PAGE TEXT:

- - -

The Telegraph (23 April 2009): Candidates from crushed land
From farm to factory, the forgotten in fray

23 April 2009: Cotton farmer Vamanrao Sadashivrao Chatap wants just one chance from voters to show the Congress and the BJP what farmers in Vidharba really need, and how they can be helped.

At 57, the father of two works from five in the morning to ten at night on his fields in eastern Maharashtra’s Chandrapur district, along with his wife.

But this year, he felt the need to step beyond those fields into electoral politics, seeking votes instead of rains.

“Sixty years after independence, thousands of my brothers on fields like mine are feeling compelled to commit suicide. The major parties make claims and promises but those are always half-hearted. I couldn’t take it any more,” said an animated Chatap, contesting as an Independent with a television set as his symbol.

Vidharba may be known nationally as the farm suicide belt of the country, but none of the major political parties in Maharashtra fielded a single farmer as their candidate from any of the ten constituencies here.

In Delhi, Prime Minister Manmohan Singh has called independents “spoilers,” but to Chatap, it is parties like the Congress and the BJP which are spoiling the future of farmers.

The Congress led UPA announced massive bank loan waivers last year, but the impact of that announcement has been limited – most farmers borrow from money lenders – said Chatap.

“The loan waiver plan showed a complete lack of understanding of how farmers borrow in rural India. Perhaps, it is only a common farmer, not an “agriculturist,” who can understand our plight,” said Chatap, taking a dig at the occupation several city-based politicians cite on nomination forms to suggest links with rural India.

But Chatap isn’t alone in taking on the might of the major political parties in Maharashtra. He is merely a symbol of a larger sentiment of disgust with major political parties and their candidates silently finding expression in ordinary candidates contesting without either money or muscle to support them.

- - -

WHAT TO DO:
A. In the Vidharba election article, what symbol is Chatap contesting with?
B. Please carry the Vidharba election article forward, starting after its final paragraph.

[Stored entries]
- - -

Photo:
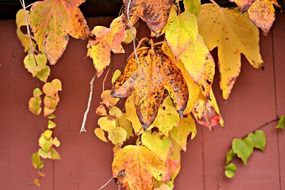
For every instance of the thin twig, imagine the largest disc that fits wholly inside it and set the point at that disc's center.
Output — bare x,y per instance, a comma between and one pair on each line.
132,30
107,183
105,78
83,129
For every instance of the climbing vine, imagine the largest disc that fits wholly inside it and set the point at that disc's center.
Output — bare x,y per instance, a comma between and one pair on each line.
165,87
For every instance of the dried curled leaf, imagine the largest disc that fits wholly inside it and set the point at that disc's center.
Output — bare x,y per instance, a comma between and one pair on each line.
262,14
148,81
154,13
52,21
206,111
140,166
221,27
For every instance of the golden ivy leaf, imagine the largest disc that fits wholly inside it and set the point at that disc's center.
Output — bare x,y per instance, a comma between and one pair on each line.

- - -

THE RESPONSES:
A. A television set.

B.
In the elite Mumbai South constituency where sitting Congress MP Milind Deora is battling suave corporate executive Meera Sanyal, a textile worker is quietly campaigning door to door for a broader definition of terrorism.

Brought up single-handed by a vegetable vendor mother, Suryakanth Shinge joined the garment industry as a worker in 1993 and worked with unorganised workers in conditions he describes as “inhuman.”

When workers asked for better conditions, the trade unions they turned to, run by major political parties, betrayed them. So Suryakanth and his fellow workers started their own sangathan (organisation) to battle for the rights of unorganised sector workers in South Mumbai.

“Is terrorism only what we saw in Mumbai on November 26 last year,” asked the Independent candidate fighting on a torch symbol.

“What about the policies that drive farmers to suicide, that aid exploitation of unorganised workers. Children suffer malnutrition because their father has been thrown out by a mill for protesting exploitation, or mother retrenched. Are these children not victims of terror.” The 41-year old candidate, supported by civil society groups like the Lok Raj Sangathan, lives in a chawl on Mumbai’s Ambedkar Sadan Currey Road, and has signed an affidavit allowing voters to recall him for non-performance.

“There is a need to renew the democratic process. Today, ordinary people are reduced merely to voting machines who are asked to choose a “lesser evil” once every five years, from among candidates who don’t represent them,” Suryakanth said.

Around 200 km east of Mumbai, 38-year old Maruti Bhapkar is waiting for the day he can wear slippers again.

This activist decided five years back that he would walk barefoot, even in the singing mid summer heat, till he manages to bring a “substantive” change in the lives of deprived farmers, workers and malnourished children.

“I want to feel the pain that a farmer in Vidharba, a retrenched employee in Mumbai or Pune, a malnourished child suffers, each time I walk over a pebble, or in the heat,” said Bhapkar.

The 38-year old is the only Independent councillor in Pimpri-Chinchwad, a township on the outskirts of Pune controlled by the Nationalist Congress Party.

Now he is contesting – again as Independent – from the Maval Lok Sabha constituency that consists of talukas carved out from Raigad and Pune districts.

His single most important agenda is scrapping the SEZ law that according to him is “illegal.”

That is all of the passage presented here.